◆ **Selected text**
================

The main part of Chancellor Kwasi Kwarteng’s mini-budget was a package which would guarantee businesses certainty over energy prices, as has already been put in place for homeowners.

Shops, factories and offices - as well as public sector buildings such as schools and hospitals - will now face a maximum charge of £211 per MWh for electricity and £75 per MWh for gas.

These figures are around half of what the market would currently be charging.

It is an unprecedented intervention by the state, one which is going to cost a significant amount of money - currently around £10bn a month.

But it is necessary to ensure that companies and public services can thrive in the middle of an energy crisis brought about by war involving the world’s biggest producer of gas.

Opponents of the UK government say it could all have been paid for by either taxing the oil companies, or the very rich, or both.

It sounds plausible until you look at the figures.

Any company producing gas, oil or electricity is making a big profit at the moment because of the huge world demand.

Oil companies based in the North Sea are already paying up to 65 per cent tax instead of the standard rate of 19 per cent.

In other words, they are already being taxed to the hilt.

================

[Dataset entries]
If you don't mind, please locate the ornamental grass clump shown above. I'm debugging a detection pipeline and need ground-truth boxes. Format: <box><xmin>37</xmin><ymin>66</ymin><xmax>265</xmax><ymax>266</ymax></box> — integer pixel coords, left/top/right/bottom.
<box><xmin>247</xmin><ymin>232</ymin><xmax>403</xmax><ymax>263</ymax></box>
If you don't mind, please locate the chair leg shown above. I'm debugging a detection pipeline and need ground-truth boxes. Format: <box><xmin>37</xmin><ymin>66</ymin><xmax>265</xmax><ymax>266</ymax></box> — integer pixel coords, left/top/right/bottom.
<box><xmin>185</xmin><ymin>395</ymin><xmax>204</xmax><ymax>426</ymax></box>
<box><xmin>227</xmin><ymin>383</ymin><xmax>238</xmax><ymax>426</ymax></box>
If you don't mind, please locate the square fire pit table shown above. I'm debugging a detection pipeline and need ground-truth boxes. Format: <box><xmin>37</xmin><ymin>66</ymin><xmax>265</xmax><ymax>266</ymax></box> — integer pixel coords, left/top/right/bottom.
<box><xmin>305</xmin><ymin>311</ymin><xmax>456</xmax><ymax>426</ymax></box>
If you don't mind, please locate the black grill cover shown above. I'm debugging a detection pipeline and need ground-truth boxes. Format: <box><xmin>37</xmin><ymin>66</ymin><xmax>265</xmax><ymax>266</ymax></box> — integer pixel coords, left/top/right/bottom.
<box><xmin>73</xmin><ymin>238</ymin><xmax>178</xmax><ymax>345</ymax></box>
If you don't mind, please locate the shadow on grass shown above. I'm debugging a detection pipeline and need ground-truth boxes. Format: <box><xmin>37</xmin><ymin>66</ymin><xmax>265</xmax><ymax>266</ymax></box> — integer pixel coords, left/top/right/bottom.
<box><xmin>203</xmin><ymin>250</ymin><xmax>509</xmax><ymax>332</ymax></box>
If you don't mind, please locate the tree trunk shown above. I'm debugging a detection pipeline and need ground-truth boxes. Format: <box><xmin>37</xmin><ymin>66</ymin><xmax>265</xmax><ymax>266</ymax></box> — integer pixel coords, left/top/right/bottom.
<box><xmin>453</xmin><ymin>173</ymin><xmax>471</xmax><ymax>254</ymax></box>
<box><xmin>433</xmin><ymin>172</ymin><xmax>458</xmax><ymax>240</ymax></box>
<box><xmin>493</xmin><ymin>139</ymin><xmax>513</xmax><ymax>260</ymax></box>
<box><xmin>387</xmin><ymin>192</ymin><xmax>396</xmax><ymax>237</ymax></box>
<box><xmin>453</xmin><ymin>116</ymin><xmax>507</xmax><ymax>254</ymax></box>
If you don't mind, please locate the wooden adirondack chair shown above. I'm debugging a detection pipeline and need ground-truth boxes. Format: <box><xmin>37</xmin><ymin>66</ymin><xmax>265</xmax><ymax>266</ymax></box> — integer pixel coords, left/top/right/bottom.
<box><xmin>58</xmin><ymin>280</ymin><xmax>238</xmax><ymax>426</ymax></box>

================

◆ **Exercise requirements**
1) According to the text on the energy part of the mini-budget, why is the costly intervention on business energy prices necessary?
2) In the text on the energy part of the mini-budget, what is the maximum charge businesses will face for gas?
3) Extend the text on the energy part of the mini-budget, starting after its final sentence.

◆ **Written answers**
1) It is needed so that companies and public services can thrive during an energy crisis. That crisis was brought about by war involving the world's biggest producer of gas.

2) £75 per MWh.

3)
We should be pleased to be getting a tax rate of more than three times the standard company rate and be hoping that more companies invest in the North Sea and pay huge taxes rather than taxing them out of existence.

The argument about the additional (45 per cent) rate also falls flat after a look at the figures.

This tax brought in around £2bn a year out of a total of £228bn of income tax.

The last time it was reduced (from 50 per cent to 45 per cent) revenue from the very well off increased.

We all want to have cheap gas, electricity and petrol, and high quality but affordable food.

Over the last two and a half years, the country faced two “once in a lifetime” events – a global Covid-19 pandemic and war in Ukraine.

These have dealt great blows to the economy and driven up the costs of those things which we take for granted.

The UK government is right to do whatever it takes to ensure that in the face of world turbulence, our standards of living continue to grow.